» **EXERCISE TASK**
Convert the records below into a JSON list of strings with one string per line, omitting blank lines. Start at the line containing "of the finger", stop after the line containing "[[327, 141]]", and include no other lines.

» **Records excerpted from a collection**
━━━━━━━━━━━━━━━━━━━━━━━━━━━━━━

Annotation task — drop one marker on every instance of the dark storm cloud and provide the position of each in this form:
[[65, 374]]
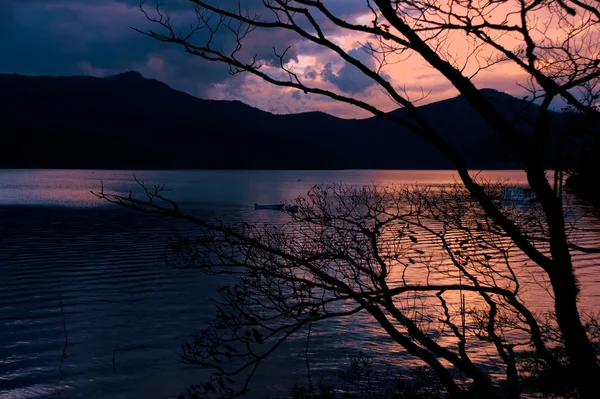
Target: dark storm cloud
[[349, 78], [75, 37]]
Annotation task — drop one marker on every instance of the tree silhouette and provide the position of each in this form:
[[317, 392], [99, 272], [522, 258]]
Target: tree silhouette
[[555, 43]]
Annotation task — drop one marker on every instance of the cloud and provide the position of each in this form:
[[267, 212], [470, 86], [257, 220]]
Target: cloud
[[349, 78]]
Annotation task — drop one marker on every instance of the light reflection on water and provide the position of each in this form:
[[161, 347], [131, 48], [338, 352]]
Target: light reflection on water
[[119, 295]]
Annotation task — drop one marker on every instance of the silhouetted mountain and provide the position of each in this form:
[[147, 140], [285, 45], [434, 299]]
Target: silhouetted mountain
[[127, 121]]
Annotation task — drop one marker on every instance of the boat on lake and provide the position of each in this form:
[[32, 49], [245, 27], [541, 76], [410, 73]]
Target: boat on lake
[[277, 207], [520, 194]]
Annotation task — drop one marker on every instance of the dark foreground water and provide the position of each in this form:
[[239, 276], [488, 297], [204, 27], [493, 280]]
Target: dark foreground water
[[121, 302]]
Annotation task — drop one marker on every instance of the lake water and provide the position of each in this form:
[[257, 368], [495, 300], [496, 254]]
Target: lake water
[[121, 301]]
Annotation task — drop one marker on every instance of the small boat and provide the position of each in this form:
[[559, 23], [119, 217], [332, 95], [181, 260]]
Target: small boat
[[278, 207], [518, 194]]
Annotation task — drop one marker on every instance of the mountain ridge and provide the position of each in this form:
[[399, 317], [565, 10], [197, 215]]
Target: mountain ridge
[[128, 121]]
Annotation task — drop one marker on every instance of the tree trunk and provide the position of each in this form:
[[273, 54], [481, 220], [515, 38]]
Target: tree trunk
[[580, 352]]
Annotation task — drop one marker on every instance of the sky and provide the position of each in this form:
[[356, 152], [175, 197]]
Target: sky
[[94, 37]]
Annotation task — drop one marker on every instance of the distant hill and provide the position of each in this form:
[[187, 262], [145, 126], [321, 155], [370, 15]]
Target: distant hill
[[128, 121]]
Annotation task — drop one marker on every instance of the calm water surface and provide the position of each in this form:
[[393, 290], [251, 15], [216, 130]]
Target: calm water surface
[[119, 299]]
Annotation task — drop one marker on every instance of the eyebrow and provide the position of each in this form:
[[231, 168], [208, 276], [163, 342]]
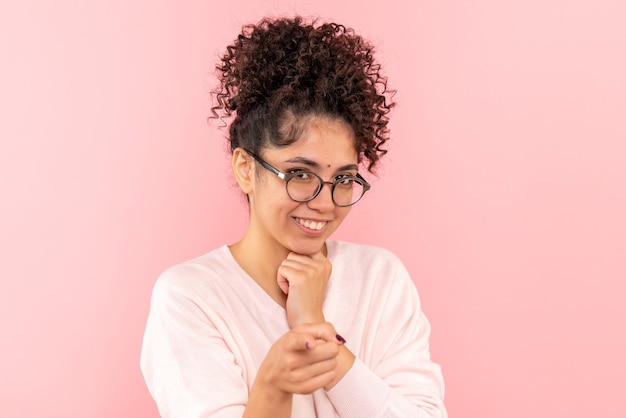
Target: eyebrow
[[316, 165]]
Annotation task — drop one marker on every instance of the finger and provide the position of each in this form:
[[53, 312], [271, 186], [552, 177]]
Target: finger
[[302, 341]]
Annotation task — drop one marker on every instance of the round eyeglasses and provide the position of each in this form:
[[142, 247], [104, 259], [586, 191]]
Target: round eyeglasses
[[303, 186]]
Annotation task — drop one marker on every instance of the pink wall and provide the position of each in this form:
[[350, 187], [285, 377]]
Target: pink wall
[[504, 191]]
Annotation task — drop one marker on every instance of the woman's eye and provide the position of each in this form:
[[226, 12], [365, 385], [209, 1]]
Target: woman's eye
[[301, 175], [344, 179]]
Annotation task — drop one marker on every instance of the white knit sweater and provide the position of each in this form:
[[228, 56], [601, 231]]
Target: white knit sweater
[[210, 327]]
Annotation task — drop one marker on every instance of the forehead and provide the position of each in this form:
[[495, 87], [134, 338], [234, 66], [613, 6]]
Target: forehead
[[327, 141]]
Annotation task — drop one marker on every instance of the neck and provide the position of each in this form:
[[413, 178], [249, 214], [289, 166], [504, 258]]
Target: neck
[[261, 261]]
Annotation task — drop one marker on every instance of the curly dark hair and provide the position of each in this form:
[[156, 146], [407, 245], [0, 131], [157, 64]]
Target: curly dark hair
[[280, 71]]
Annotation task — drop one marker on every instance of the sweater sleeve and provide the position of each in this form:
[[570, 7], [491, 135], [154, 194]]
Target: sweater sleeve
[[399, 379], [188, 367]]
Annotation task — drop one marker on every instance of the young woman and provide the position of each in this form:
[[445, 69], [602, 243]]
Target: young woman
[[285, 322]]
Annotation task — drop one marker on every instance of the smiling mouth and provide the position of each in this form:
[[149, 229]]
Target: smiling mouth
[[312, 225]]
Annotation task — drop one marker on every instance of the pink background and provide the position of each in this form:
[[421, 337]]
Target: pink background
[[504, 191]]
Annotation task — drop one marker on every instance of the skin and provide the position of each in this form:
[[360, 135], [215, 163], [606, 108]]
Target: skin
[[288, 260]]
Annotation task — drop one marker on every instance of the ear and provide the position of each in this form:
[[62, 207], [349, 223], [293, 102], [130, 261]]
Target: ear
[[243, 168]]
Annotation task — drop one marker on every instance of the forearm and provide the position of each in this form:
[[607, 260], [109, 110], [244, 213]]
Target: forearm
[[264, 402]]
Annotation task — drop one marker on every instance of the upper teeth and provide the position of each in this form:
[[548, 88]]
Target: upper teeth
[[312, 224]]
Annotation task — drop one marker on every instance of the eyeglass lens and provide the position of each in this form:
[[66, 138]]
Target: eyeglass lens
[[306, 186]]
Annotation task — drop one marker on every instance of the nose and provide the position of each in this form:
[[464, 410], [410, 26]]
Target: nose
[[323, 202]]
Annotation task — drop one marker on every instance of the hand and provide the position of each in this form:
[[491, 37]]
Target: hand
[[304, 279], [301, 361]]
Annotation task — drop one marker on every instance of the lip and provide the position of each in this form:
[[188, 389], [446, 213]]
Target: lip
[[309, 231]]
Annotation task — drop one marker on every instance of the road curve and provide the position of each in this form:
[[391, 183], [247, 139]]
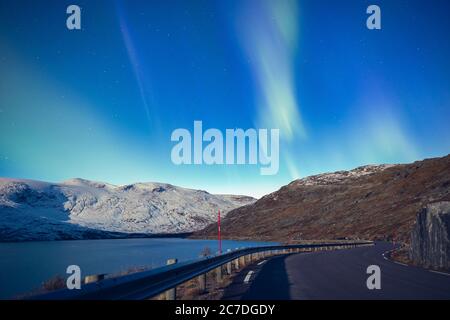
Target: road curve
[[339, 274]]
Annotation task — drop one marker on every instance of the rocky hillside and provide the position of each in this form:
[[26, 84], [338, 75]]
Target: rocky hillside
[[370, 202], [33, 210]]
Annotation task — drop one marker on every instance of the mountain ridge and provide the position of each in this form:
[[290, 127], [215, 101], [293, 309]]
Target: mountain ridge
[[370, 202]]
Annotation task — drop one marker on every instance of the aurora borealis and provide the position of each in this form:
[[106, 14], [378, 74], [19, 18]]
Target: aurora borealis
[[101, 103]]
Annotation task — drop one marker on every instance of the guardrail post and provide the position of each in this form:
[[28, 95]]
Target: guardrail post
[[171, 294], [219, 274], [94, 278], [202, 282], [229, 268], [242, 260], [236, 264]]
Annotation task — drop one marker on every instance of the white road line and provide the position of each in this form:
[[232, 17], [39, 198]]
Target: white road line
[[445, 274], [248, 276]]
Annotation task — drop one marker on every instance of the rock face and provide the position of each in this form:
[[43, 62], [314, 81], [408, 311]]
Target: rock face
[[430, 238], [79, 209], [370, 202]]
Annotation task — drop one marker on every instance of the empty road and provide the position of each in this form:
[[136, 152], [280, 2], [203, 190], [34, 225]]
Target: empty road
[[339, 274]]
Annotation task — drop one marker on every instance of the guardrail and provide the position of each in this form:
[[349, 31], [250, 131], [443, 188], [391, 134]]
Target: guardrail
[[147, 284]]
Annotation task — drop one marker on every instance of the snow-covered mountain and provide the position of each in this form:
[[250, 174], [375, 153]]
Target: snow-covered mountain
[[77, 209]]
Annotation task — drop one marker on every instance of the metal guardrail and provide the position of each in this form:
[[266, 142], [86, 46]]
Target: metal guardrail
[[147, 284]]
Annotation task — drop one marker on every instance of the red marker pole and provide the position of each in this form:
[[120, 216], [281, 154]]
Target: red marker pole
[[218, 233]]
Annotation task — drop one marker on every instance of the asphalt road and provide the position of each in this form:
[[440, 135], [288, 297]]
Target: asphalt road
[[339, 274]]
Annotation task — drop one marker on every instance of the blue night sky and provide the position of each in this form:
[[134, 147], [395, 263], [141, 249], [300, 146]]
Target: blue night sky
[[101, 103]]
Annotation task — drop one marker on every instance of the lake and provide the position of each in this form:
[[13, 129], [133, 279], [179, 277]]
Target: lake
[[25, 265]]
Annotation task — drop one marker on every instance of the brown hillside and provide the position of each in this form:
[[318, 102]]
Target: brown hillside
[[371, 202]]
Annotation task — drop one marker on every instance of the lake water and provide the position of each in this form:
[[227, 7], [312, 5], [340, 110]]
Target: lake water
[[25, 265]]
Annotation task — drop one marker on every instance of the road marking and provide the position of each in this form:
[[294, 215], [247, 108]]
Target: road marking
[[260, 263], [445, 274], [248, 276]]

━━━━━━━━━━━━━━━━━━━━━━━━━━━━━━

» **EXERCISE ANSWER**
[
  "Annotation task — drop one marker on every instance of the finger and provide the position of each in this form:",
  "[[53, 312], [271, 186], [552, 177]]",
  "Target: finger",
  "[[302, 341]]",
  "Annotation task — drop one marker on every instance of the round eyeglasses and provide the position of each in this form:",
  "[[142, 247], [104, 259], [586, 191]]",
  "Target: round eyeglasses",
  "[[303, 186]]",
  "Annotation task — drop one marker on every instance of the pink wall and provide the position of each in this form:",
  "[[350, 187], [285, 377]]",
  "Target: pink wall",
  "[[504, 191]]",
  "Annotation task — drop one marker on every instance of the woman's eye and provide the position of each in this form:",
  "[[226, 12], [365, 385], [209, 1]]",
  "Target: woman's eye",
  "[[301, 175], [344, 179]]",
  "Annotation task — drop one marker on every instance of the white knit sweater and provide the position of each in this form:",
  "[[228, 56], [601, 231]]",
  "Target: white knit sweater",
  "[[210, 327]]",
  "Annotation task — drop one marker on every instance of the forehead and provide the position of each in this form:",
  "[[495, 87], [134, 338], [234, 66], [613, 6]]",
  "Target: forehead",
  "[[327, 141]]"
]